- [EXTRACT PROVIDED]:
——————
Practice: How machines see: convolution

Self-check

Seven short questions. Try to answer each in your head (or on paper) before opening the collapsible. Active retrieval is where the learning sticks; rereading is comfortable but does much less.

1. Why is a fully-connected layer the wrong tool for images?

Show answer

Three reasons: it has too many parameters (784 to 784 is about 614,000 weights on a tiny image, and real photos explode this), it ignores locality (it treats neighboring pixels as unrelated, but shapes are local arrangements of pixels), and it cannot reuse what it learns (a pattern learned in one spot does nothing for another, so it relearns at every position). It is a shape problem, not a size problem.

2. What does a convolution filter do as it slides across an image?

Show answer

At each position it sits over a small patch, multiplies each pixel by its matching filter weight, and sums to a single number. A high response means the filter’s pattern is present at that spot; near zero means it is absent. The filter is a small pattern-detector.

3. Take the vertical-edge filter from the lesson. What does it output on a dark-left/bright-right edge patch, and on a flat all-bright patch?

Show answer

On the edge patch (0 0 1 per row), each row gives 0·-1 + 0·0 + 1·1 = 1, total 3: the filter lights up. On the flat patch (1 1 1 per row), each row gives 1·-1 + 1·0 + 1·1 = 0, total 0: it stays quiet. Strong where its pattern is present, near zero where absent.

4. What is weight-sharing, and what two payoffs does it give?

Show answer

The same filter (its same handful of weights) is reused at every position as it slides. Payoffs: far fewer parameters (one 3x3 filter is 9 numbers regardless of image size, versus ~614,000 for the fully-connected layer) and translation invariance (a pattern is found wherever it appears, learned once). It is the same weight-reuse trick recurrence used for sequences.

5. What is a feature map?

Show answer

The grid of responses you get by sliding one filter across the whole image, one number per position. Its bright spots mark where that filter’s pattern was found. A feature map is itself just numbers in a grid, so the next layer can run its own filters over it.

6. The lesson used a hand-picked edge filter. In a real network, where do filter weights come from?
——————
- [TASKS]:
1. Answer these about the convolution self-check:
(a) About how many weights does a 784-to-784 fully-connected layer have?
(b) What total does the vertical-edge filter give on the flat all-bright patch?
(c) How many numbers make up one 3x3 filter?
2. Could you write out the stretch of the convolution self-check from "The same filter" through "filters over it.", switching "grid" to "array"?
3. Can you carry the convolution self-check on from the point where it stops?
The items after this point have no connection to the convolution self-check.
——————
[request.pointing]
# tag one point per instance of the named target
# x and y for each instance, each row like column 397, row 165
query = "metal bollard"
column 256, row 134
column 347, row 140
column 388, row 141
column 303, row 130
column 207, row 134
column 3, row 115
——————
- [ANSWERS FOR THE TASKS]:
1.
(a) About 614,000.
(b) 0.
(c) 9.

2.
The same filter (its same handful of weights) is reused at every position as it slides. Payoffs: far fewer parameters (one 3x3 filter is 9 numbers regardless of image size, versus ~614,000 for the fully-connected layer) and translation invariance (a pattern is found wherever it appears, learned once). It is the same weight-reuse trick recurrence used for sequences.

5. What is a feature map?

Show answer

The array of responses you get by sliding one filter across the whole image, one number per position. Its bright spots mark where that filter’s pattern was found. A feature map is itself just numbers in a array, so the next layer can run its own filters over it.

3.
Show answer

They are learned, not hand-set. The filters are just more weights, trained exactly the way every weight in the previous track was: gradient descent and backpropagation driving down a cost. The network discovers for itself which patterns are worth detecting; the tidy edge filter was only to make the mechanism visible.

7. Fill in the blank. “A convolution slides a small, ______ pattern-detector across the image, so it can find a feature ______ with almost no extra cost.”

Show answer

Shared and anywhere. Sharing the filter across positions is what makes it both efficient (few parameters) and translation-invariant (a feature is found wherever it appears).

Try it yourself: run the filter by hand on fresh patches

You did the edge patch and the flat patch in the lesson. Now run the same vertical-edge filter on two new patches and predict what each tells you. Paper arithmetic, about 10 minutes.

The filter (vertical edge, bright on the right):

-1  0  +1
-1  0  +1
-1  0  +1

Patch A (a reversed edge: bright on the left, dark on the right):

1  1  0
1  1  0
1  1  0

Compute the response (multiply each cell by the matching filter weight, sum all nine). Predict the sign before you add.

What you’ll get

Each row gives 1·-1 + 1·0 + 0·1 = -1, and three rows give -3. A strong negative response. The same filter that gave +3 on a dark-to-bright edge gives -3 on a bright-to-dark edge. The sign tells you the direction of the edge: positive for one orientation, negative for the reverse. A filter does not just detect “an edge”; it detects a specific edge.

Patch B (a horizontal edge: bright on top, dark on the bottom):

1  1  1
1  1  1
0  0  0

Run the vertical-edge filter on it. Predict the result before computing.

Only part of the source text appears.